> What you have to do:
Output the records that run from the line containing "Practice step: find the green ivy" through the line containing "(1024, 325)" as a two-column CSV with the headers instruction and points. Give one row per record, with its text under instruction and its answer under points, each in a quoted field with line breaks replaced by spaces.

> Given data:
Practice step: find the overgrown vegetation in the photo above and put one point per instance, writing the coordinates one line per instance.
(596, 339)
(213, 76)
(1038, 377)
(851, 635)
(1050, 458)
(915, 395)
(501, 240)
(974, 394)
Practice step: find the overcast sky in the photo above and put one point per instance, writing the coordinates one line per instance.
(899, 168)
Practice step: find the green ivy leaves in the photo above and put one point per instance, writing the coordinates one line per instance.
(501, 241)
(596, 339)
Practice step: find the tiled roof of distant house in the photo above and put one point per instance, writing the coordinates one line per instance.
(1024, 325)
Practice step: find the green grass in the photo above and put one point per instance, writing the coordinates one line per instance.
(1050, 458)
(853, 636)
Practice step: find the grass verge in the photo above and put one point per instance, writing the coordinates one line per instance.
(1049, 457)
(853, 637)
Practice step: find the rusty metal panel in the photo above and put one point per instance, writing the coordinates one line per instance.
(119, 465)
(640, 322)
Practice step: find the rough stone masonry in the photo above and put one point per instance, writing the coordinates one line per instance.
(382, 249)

> Solution to this exercise:
instruction,points
"Practice step: find the green ivy leaves in the photo above and put one point per instance, writing the coordinates one line per instance.","(501, 241) (596, 339)"
"Practice step: find the tiled roof of distant house in the photo above and put one point per instance, writing the coordinates one line per instance.","(1024, 325)"